The only reason I even noticed the cicada mating call in my backyard last week is that recently lots of people have been pointing out the presence of these bugs – after their 17-year absence. Otherwise, I would have assumed the steady buzz was one of the summer sounds I have loved since my River Road days: the background music birds and insects perform each morning as the sun breaks grandly over a dewy landscape.
No, there is a different scenario with cicadas, whose story I finally have time to consider. News reports, Facebook posts, pictures of these insects, elusive until they are not, have finally piqued at least my passing curiosity. It is about time. It will be 2038 before they return, and at the age of 90…
Simply stated, we are experiencing the end of the lifespan of one generation of 17-year cicadas and the beginning of the next. The current participants belong to Brood X that mostly appears in Pennsylvania, eastern Tennessee, and Indiana. In Ohio, locations in the central and southwestern parts of the state briefly experience their existence, which explains the comments about them my sister in Oxford has been passing along. After reading about 13-year cicadas in the South, I called Delbert Markley, a fellow alum from the GHS Class of 1966, who lives near Atlanta. He reported no sightings of cicadas of any age – although his sister in St. Paris mentioned their “songs” were drowning out the music on her car radio.

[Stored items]

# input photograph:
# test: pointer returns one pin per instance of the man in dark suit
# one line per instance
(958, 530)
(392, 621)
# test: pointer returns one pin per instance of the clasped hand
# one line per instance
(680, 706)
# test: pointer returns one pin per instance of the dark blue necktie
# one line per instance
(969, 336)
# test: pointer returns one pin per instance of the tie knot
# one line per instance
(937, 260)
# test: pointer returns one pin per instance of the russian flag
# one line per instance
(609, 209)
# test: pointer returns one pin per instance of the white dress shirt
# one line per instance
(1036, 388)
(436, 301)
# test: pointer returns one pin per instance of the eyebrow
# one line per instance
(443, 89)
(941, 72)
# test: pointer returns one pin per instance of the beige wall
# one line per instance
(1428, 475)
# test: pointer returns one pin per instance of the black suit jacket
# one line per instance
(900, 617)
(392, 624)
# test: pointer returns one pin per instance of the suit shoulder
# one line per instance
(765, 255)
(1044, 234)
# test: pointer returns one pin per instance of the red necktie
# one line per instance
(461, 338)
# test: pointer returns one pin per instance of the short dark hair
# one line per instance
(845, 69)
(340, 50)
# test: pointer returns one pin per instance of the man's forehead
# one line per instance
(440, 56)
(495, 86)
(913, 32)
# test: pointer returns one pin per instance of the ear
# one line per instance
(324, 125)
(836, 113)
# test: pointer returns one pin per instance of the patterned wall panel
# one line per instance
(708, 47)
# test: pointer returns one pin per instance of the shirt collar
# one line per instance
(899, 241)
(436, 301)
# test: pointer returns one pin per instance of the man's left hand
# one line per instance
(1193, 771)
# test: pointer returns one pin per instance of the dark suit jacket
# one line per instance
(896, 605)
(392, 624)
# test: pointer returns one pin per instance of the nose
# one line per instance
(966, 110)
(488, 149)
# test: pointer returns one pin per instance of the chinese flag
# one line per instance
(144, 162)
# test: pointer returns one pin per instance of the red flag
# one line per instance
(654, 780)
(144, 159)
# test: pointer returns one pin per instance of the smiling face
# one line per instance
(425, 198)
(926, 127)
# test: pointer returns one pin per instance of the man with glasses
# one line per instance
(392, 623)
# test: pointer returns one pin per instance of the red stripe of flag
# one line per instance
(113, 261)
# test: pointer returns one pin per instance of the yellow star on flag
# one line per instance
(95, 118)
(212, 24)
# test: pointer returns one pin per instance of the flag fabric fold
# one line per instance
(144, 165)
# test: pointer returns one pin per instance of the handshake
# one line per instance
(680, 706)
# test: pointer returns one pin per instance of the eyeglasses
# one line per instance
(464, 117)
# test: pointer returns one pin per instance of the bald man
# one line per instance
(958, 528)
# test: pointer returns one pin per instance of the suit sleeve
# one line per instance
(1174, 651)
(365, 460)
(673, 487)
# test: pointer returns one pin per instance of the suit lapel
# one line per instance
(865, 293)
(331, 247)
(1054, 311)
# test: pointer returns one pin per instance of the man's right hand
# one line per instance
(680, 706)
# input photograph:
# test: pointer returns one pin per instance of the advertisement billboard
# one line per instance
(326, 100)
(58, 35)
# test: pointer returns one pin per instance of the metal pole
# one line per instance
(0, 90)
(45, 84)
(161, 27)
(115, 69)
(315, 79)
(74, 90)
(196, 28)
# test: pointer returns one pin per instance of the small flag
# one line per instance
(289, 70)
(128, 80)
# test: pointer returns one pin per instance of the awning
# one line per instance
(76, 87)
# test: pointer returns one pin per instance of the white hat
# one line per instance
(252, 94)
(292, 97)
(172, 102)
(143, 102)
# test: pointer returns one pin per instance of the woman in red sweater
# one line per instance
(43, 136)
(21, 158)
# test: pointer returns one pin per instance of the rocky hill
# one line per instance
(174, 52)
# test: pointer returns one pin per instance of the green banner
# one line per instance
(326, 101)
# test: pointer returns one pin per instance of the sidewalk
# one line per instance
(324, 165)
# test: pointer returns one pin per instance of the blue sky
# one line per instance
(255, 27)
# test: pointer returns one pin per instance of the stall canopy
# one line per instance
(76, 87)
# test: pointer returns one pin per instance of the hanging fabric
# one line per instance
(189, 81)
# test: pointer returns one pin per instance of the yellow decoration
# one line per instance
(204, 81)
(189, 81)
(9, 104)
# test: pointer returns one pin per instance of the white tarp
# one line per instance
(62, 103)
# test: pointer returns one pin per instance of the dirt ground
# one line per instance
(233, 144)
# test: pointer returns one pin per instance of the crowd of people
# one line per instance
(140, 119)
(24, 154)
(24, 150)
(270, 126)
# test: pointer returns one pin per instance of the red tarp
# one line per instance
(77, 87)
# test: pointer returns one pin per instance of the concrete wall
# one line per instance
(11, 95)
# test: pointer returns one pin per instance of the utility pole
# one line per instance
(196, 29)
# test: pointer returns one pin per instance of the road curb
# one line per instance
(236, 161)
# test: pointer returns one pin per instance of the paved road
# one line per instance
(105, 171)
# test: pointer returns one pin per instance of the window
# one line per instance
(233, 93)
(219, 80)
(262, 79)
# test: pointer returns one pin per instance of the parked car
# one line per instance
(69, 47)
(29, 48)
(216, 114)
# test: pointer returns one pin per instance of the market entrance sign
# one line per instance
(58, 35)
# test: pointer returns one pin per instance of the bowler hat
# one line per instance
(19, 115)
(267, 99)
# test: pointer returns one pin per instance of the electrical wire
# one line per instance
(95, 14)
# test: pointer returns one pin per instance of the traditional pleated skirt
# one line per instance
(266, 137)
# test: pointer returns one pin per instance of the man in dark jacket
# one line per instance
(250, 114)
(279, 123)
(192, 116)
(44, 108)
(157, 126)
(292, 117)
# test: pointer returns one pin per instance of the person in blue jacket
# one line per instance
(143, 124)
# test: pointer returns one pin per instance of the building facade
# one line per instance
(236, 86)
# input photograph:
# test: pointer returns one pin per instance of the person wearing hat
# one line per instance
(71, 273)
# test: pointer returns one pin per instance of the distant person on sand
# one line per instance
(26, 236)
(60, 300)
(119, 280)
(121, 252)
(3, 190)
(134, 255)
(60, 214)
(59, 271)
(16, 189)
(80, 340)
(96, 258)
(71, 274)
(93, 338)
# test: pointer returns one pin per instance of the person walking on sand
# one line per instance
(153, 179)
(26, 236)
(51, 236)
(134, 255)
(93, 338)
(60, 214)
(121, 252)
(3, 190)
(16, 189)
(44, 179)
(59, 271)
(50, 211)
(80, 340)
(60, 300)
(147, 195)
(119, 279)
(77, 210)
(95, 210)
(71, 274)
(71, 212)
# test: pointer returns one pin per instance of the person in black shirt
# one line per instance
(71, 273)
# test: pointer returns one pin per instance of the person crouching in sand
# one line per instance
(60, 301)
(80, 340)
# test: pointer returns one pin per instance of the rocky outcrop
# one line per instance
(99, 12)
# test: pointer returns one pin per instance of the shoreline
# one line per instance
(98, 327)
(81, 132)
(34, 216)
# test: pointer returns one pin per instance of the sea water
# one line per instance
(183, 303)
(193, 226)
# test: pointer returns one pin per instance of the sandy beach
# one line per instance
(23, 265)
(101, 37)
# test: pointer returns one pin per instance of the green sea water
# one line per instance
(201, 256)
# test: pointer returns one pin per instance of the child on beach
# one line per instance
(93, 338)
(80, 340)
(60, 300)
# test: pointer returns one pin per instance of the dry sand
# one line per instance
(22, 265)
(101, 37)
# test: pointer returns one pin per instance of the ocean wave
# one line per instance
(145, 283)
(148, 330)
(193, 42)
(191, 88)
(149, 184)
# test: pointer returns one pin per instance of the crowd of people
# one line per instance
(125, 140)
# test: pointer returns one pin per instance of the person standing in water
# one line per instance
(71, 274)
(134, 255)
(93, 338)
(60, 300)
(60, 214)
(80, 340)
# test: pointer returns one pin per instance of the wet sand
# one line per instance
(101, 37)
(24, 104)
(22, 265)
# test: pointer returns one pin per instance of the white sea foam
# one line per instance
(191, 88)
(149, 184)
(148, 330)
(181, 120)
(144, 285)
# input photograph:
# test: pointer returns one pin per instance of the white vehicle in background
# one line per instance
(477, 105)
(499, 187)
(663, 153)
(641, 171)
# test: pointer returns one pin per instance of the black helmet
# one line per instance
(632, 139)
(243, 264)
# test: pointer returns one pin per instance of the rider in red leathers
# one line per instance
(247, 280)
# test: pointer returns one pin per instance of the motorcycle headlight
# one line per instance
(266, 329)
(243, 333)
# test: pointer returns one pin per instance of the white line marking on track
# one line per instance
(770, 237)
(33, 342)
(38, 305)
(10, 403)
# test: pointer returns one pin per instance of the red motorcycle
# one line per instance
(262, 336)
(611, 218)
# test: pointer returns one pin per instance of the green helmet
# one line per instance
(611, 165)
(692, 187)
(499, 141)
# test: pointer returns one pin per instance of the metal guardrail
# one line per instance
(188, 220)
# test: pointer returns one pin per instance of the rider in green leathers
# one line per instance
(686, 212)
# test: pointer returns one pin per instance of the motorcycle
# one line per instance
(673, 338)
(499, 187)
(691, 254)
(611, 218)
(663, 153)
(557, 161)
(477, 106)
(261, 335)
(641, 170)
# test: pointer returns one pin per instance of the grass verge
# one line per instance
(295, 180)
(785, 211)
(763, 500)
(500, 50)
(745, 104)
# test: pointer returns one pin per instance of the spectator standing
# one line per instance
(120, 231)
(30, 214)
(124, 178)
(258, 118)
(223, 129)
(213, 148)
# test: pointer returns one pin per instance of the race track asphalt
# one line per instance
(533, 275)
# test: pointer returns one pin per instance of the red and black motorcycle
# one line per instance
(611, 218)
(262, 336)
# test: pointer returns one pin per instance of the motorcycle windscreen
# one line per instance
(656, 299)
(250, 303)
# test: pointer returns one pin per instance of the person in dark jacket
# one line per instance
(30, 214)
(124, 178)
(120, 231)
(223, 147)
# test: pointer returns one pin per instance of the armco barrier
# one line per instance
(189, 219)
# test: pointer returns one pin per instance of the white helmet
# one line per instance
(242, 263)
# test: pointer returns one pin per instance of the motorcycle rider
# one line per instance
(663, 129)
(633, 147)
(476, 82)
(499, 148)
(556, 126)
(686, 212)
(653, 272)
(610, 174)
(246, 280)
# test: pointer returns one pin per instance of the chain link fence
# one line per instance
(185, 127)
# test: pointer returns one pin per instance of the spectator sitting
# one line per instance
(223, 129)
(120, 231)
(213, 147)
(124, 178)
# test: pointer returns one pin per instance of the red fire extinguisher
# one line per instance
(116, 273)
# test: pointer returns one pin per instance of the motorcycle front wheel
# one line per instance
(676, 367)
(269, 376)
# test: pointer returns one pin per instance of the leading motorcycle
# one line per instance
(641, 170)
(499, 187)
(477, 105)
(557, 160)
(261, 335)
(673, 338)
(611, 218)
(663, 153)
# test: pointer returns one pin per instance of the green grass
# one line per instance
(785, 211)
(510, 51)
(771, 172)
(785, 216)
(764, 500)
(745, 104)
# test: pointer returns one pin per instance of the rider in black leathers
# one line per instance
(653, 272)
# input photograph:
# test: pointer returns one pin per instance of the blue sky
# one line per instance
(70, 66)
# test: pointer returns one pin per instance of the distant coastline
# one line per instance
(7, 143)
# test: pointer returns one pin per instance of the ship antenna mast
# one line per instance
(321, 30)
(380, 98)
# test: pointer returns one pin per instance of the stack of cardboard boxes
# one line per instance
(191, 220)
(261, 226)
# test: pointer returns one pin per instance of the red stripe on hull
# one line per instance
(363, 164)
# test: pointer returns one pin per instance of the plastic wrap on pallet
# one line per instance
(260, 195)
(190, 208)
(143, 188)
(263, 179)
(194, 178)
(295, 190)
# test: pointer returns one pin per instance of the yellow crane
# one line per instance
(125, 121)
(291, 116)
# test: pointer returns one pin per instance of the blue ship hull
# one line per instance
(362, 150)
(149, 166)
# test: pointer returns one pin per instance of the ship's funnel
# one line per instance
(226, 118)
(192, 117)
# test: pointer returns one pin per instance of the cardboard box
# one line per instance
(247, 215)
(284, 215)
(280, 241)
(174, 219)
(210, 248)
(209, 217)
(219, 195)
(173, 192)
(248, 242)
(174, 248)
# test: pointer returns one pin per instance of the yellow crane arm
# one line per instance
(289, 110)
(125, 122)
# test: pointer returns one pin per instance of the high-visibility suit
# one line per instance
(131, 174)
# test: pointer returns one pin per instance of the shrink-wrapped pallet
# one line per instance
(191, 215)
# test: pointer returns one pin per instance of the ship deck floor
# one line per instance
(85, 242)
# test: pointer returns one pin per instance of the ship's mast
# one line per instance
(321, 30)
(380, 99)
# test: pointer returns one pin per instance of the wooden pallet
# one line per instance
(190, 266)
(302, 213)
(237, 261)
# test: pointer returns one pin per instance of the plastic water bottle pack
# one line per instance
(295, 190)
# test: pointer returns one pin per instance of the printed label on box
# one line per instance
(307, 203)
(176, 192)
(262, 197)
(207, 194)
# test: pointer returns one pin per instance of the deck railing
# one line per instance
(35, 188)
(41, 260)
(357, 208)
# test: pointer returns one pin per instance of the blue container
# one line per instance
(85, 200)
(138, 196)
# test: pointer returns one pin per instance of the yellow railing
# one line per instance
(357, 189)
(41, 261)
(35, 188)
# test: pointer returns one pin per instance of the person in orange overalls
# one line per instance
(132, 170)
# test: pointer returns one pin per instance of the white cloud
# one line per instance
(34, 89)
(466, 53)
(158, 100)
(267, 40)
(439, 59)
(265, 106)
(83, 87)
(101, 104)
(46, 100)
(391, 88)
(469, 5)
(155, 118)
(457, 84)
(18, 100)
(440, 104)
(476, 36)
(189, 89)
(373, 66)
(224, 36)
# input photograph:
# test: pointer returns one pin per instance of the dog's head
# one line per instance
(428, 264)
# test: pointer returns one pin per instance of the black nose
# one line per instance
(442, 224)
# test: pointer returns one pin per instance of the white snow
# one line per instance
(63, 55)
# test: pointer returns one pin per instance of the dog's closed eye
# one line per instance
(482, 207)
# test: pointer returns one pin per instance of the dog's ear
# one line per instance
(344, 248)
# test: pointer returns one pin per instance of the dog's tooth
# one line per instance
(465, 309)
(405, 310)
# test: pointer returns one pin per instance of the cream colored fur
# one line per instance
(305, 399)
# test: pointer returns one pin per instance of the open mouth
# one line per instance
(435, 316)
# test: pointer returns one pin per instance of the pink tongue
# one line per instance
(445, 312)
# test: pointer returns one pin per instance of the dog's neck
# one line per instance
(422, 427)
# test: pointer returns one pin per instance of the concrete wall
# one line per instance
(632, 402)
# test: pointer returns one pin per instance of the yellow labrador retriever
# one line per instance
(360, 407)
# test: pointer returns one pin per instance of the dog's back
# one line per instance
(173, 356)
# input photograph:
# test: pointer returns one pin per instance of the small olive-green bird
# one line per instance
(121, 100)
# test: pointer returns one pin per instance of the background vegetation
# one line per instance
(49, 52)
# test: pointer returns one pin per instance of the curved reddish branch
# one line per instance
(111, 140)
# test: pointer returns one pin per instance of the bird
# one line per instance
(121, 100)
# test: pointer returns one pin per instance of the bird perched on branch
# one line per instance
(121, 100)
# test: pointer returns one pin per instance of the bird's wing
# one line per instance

Questions on the material =
A. According to the cicada column, near which city does Delbert Markley live?
B. Print the passage of the cicada column that begins at the words "The only reason" and stops after "a dewy landscape.".

Answers for the tasks =
A. Near Atlanta.

B.
The only reason I even noticed the cicada mating call in my backyard last week is that recently lots of people have been pointing out the presence of these bugs – after their 17-year absence. Otherwise, I would have assumed the steady buzz was one of the summer sounds I have loved since my River Road days: the background music birds and insects perform each morning as the sun breaks grandly over a dewy landscape.